*Stated exercise*. From the entries below, keep only the lines that contain the word "person" and copy each of those lines unchanged.

*Entries provided*.

########################################

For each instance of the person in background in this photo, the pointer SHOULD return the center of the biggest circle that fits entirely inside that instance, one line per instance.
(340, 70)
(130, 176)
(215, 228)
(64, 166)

########################################

*Expected answer*.
For each instance of the person in background in this photo, the pointer SHOULD return the center of the biggest circle that fits entirely inside that instance, one line per instance.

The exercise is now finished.